* [PASSAGE SHOWN]
• • • • •

Support AI Skill
Proactive Service Notifications
Proactively notify customers about outages, maintenance, and known issues before they report them. Manage incident communications, status pages, and post-mortem sharing to maintain trust and reduce inbound support volume. Use when setting up outage alerts,...
Proactive Service Notifications
Notify customers about outages, maintenance, and known issues before they report them.
Workflow
Incident Communication Process
Trigger: Service degradation detected; scheduled maintenance; customer-impacting incident:
- Incident detection: Engineering or monitoring system detects issue; classify severity (P1–P4); identify affected services and customer segments.
- Initial assessment: Within 15 minutes — root cause hypothesis; estimated resolution time; impact scope (% of customers affected).
- Notification drafting: Use approved template; include: what's affected, impact description, ETA, what customer should do; maintain transparent but reassuring tone.

• • • • •

* [TO-DO LIST]
A – Condense the paragraph of the notifications page beginning "Notification drafting" into a short bulleted list that keeps its main facts.
B – Write out the notifications page word for word from "Support AI Skill" to "of customers affected).".
C – According to the notifications page, how soon must the initial assessment be completed?
The listing comes from a different source than the notifications page.

* [EXTRACTED RECORDS]
• • • • •

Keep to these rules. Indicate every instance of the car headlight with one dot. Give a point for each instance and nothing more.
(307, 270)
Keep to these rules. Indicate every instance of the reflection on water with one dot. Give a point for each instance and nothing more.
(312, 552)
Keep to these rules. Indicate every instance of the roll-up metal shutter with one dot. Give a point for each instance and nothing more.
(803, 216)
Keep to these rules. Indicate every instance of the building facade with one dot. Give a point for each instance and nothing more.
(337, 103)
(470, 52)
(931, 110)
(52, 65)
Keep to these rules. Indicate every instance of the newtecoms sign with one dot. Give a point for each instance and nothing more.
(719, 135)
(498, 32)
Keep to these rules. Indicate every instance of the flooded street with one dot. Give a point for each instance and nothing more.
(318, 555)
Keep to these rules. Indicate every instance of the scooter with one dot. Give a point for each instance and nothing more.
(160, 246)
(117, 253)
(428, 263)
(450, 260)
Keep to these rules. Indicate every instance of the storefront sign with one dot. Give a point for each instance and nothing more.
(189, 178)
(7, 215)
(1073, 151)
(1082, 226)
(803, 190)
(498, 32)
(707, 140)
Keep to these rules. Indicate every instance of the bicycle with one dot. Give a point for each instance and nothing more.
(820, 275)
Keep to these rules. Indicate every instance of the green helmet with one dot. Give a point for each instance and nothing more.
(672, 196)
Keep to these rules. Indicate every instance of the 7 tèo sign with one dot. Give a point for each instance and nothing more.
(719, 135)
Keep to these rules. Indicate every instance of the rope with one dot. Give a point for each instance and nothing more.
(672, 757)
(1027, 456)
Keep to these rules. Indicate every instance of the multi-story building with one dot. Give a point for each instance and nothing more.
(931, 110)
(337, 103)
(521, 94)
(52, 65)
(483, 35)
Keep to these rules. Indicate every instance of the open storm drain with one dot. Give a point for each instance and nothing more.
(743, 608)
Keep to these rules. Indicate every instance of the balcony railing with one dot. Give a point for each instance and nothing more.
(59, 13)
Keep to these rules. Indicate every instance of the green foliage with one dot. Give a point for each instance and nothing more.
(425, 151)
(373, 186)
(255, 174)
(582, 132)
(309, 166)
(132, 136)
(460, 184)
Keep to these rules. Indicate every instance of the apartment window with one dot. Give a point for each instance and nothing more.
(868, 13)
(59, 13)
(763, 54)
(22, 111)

• • • • •

* [SOLUTIONS BY TASK]
A –
- Use the approved template.
- Cover what's affected, the impact, the ETA, and what the customer should do.
- Keep the tone transparent but reassuring.

B –
Support AI Skill
Proactive Service Notifications
Proactively notify customers about outages, maintenance, and known issues before they report them. Manage incident communications, status pages, and post-mortem sharing to maintain trust and reduce inbound support volume. Use when setting up outage alerts,...
Proactive Service Notifications
Notify customers about outages, maintenance, and known issues before they report them.
Workflow
Incident Communication Process
Trigger: Service degradation detected; scheduled maintenance; customer-impacting incident:
- Incident detection: Engineering or monitoring system detects issue; classify severity (P1–P4); identify affected services and customer segments.
- Initial assessment: Within 15 minutes — root cause hypothesis; estimated resolution time; impact scope (% of customers affected).

C – Within 15 minutes.